== Set problem ==
Revise the material from the line that has "Can you find the nose?" through the line that has "pixel 193 87" by changing every "largest disc" to "biggest circle", and give back only those lines with all else unchanged.

══ Given records ══

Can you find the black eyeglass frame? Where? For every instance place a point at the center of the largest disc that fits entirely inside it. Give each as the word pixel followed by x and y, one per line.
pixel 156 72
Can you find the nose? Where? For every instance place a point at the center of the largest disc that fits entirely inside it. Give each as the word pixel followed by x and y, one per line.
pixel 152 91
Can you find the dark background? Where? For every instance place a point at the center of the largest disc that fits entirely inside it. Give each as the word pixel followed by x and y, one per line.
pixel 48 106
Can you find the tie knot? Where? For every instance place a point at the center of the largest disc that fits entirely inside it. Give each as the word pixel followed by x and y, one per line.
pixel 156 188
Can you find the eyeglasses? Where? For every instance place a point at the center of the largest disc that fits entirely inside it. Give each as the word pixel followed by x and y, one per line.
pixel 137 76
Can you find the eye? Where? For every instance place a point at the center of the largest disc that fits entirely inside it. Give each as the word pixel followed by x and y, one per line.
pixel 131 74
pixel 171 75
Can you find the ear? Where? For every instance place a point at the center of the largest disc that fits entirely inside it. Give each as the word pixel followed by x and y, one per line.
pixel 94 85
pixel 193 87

═══
══ Given records ══

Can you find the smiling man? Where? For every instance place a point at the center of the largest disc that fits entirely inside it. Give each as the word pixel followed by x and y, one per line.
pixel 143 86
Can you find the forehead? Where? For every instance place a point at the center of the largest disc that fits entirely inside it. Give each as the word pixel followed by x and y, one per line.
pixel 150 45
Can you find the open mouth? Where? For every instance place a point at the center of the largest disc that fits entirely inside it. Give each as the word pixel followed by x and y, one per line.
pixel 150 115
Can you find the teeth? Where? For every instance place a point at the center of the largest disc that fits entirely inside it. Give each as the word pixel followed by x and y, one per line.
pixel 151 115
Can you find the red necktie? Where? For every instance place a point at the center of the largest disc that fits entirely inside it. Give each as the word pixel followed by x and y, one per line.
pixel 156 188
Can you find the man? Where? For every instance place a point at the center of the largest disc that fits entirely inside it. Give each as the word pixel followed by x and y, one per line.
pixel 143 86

═══
══ Given records ══

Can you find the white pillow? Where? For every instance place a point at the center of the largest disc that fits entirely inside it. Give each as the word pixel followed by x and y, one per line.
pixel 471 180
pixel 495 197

═══

== Expected answer ==
Can you find the nose? Where? For every instance place a point at the center of the biggest circle that fits entirely inside it. Give each as the word pixel followed by x and y, one per line.
pixel 152 91
Can you find the dark background? Where? For every instance place a point at the center of the biggest circle that fits entirely inside it. Give each as the word pixel followed by x and y, one per line.
pixel 48 106
Can you find the tie knot? Where? For every instance place a point at the center of the biggest circle that fits entirely inside it. Give each as the word pixel followed by x and y, one per line.
pixel 156 188
Can you find the eyeglasses? Where? For every instance place a point at the center of the biggest circle that fits entirely inside it. Give each as the word pixel followed by x and y, one per line.
pixel 137 76
Can you find the eye? Where? For every instance place a point at the center of the biggest circle that fits entirely inside it. Give each as the word pixel followed by x and y, one per line.
pixel 131 74
pixel 171 75
Can you find the ear? Where? For every instance place a point at the center of the biggest circle that fits entirely inside it. Give each as the word pixel followed by x and y, one per line.
pixel 94 85
pixel 193 87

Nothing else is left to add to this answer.